● 課題の要件
以下の項目のうち、文字列「exact」を完全に一致する形で含む行をすべて、そのまま写して示しなさい。

● データ項目

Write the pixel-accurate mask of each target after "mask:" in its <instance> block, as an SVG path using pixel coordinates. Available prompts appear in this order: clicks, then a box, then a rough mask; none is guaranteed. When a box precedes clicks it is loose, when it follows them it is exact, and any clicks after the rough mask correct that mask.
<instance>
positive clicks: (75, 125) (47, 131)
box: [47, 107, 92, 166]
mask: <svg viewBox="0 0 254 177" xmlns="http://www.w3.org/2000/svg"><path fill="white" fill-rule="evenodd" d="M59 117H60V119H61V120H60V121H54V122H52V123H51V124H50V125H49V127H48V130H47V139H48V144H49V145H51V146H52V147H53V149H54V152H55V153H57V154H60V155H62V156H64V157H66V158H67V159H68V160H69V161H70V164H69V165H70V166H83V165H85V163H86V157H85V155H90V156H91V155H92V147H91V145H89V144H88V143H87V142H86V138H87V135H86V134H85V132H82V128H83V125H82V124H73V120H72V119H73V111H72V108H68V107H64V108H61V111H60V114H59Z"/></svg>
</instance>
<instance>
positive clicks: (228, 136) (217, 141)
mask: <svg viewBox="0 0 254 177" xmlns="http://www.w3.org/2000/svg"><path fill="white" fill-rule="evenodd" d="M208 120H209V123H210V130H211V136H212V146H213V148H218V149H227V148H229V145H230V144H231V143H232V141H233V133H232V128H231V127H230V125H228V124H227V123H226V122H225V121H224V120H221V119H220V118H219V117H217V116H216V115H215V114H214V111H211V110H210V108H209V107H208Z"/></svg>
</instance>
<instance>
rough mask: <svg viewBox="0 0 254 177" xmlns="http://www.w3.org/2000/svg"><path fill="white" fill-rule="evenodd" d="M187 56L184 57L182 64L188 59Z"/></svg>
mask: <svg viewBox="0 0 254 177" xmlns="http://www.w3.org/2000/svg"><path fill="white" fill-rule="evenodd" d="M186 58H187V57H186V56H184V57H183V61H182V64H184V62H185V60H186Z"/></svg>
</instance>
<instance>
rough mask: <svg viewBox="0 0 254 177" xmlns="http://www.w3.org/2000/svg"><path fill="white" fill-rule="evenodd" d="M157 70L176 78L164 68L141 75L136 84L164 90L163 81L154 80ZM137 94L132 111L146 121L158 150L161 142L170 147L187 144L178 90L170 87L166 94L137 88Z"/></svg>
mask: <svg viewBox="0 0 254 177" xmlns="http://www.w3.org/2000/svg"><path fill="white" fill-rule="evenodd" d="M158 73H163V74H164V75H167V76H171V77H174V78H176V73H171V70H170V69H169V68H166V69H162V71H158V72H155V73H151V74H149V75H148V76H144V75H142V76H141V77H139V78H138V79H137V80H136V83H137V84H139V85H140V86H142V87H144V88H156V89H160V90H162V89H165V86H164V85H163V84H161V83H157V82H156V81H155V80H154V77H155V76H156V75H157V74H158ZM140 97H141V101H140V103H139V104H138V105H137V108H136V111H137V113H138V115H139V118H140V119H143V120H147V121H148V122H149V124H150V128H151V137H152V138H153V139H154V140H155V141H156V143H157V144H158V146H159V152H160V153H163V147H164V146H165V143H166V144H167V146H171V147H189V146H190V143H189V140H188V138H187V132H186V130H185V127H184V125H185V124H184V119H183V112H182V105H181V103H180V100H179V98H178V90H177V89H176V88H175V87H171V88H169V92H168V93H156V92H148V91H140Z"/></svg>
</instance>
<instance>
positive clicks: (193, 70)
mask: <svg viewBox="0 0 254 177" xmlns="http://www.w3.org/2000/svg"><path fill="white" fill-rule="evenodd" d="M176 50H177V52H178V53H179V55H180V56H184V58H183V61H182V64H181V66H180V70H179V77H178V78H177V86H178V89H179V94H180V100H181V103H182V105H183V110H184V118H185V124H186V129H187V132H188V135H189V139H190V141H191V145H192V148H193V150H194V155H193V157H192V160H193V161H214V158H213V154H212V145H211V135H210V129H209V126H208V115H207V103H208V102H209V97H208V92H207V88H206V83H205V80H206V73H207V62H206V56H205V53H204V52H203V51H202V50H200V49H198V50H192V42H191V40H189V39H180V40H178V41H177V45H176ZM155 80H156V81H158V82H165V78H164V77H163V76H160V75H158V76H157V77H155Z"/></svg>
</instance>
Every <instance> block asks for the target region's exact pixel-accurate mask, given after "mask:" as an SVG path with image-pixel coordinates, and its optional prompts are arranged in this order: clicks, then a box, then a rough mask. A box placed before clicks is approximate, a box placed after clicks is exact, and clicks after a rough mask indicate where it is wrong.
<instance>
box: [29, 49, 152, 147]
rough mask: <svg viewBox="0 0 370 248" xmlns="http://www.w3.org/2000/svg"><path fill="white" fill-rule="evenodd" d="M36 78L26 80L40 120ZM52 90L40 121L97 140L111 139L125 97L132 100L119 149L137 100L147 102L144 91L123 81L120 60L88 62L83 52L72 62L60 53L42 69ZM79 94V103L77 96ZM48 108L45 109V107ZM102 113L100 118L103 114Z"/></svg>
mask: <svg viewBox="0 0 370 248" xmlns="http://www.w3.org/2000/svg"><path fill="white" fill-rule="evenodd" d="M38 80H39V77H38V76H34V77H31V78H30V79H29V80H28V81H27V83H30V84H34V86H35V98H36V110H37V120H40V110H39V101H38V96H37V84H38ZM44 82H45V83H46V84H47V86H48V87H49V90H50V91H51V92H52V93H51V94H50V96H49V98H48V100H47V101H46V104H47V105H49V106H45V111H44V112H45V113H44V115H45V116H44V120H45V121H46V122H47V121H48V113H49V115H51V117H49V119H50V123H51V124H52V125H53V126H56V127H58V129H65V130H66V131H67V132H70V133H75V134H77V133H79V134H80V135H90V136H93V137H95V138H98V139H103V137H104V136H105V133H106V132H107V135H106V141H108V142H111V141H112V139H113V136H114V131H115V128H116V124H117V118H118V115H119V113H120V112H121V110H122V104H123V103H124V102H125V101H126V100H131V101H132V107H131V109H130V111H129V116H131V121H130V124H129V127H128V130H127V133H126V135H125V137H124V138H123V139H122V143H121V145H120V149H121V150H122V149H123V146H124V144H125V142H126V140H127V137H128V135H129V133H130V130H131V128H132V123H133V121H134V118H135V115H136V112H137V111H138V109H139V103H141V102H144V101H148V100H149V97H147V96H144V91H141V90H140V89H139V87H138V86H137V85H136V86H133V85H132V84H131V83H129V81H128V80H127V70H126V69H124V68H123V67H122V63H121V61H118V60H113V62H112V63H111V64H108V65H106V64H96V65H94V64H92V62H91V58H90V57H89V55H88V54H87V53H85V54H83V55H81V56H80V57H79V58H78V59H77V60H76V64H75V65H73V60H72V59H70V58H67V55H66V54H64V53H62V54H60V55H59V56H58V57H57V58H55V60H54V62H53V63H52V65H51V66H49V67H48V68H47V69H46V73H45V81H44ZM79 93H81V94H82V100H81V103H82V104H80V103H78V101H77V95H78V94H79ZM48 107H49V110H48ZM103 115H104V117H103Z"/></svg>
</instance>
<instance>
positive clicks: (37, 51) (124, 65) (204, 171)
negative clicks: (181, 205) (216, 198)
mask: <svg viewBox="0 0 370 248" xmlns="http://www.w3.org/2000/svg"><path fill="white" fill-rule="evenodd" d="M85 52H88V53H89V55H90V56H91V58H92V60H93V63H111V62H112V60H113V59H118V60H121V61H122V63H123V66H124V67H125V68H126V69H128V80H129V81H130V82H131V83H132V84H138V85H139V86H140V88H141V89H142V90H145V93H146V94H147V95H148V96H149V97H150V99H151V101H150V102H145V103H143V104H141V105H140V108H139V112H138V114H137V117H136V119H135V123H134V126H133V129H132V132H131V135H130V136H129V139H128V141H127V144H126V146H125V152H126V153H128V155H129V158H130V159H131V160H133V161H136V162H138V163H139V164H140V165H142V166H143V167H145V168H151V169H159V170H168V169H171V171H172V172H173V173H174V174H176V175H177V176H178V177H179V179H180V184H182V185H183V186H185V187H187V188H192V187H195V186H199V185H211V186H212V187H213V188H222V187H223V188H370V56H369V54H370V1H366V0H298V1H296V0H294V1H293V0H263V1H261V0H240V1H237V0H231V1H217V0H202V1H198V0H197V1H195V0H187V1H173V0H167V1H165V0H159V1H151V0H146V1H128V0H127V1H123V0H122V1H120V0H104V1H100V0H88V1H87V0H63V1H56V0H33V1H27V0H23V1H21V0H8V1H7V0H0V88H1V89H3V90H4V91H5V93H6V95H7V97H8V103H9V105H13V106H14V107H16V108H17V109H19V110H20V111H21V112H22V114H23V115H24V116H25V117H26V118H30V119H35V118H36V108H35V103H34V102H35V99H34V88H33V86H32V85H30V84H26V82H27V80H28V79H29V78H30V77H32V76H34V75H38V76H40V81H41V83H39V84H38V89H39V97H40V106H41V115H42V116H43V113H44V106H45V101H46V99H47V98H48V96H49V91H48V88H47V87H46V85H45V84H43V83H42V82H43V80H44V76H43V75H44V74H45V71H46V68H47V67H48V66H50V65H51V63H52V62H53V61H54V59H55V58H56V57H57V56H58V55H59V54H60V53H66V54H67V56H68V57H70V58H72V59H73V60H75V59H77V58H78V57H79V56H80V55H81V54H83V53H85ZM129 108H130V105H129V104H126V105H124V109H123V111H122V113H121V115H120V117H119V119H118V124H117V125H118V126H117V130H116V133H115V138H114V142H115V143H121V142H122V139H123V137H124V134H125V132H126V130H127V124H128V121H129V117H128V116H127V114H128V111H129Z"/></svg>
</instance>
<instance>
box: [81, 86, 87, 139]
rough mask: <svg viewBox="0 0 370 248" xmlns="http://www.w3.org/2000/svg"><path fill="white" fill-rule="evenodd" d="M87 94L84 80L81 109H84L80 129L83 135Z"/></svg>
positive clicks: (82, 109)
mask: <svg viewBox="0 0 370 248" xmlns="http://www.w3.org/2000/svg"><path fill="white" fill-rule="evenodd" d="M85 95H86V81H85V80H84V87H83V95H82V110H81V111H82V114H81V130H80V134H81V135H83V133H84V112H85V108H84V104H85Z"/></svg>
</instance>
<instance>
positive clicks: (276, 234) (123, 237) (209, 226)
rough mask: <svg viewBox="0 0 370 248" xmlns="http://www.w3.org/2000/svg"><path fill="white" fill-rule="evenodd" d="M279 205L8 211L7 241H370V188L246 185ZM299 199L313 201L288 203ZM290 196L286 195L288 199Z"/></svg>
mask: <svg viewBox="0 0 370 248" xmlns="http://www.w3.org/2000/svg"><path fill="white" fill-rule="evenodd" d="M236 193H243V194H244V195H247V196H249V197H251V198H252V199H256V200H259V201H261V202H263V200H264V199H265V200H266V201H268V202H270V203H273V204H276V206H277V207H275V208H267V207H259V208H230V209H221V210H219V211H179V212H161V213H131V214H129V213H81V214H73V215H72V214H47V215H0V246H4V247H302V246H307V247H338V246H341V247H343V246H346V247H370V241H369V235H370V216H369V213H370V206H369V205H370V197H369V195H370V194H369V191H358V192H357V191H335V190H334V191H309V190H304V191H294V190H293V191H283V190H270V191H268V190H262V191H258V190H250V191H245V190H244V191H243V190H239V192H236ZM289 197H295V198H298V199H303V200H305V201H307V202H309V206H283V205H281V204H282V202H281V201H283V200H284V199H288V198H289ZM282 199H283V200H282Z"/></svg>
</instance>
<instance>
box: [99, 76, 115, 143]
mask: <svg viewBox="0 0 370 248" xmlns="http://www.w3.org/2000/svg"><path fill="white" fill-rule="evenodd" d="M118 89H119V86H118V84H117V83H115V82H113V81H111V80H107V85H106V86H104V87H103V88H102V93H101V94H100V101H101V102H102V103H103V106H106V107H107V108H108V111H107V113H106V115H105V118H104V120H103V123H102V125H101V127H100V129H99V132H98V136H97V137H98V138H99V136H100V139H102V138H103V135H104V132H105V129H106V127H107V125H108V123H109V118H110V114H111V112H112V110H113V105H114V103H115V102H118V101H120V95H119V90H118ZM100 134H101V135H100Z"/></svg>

● 課題の結果
Write the pixel-accurate mask of each target after "mask:" in its <instance> block, as an SVG path using pixel coordinates. Available prompts appear in this order: clicks, then a box, then a rough mask; none is guaranteed. When a box precedes clicks it is loose, when it follows them it is exact, and any clicks after the rough mask correct that mask.
Every <instance> block asks for the target region's exact pixel-accurate mask, given after "mask:" as an SVG path with image-pixel coordinates, and its optional prompts are arranged in this order: clicks, then a box, then a rough mask. A box placed before clicks is approximate, a box placed after clicks is exact, and clicks after a rough mask indicate where it is wrong.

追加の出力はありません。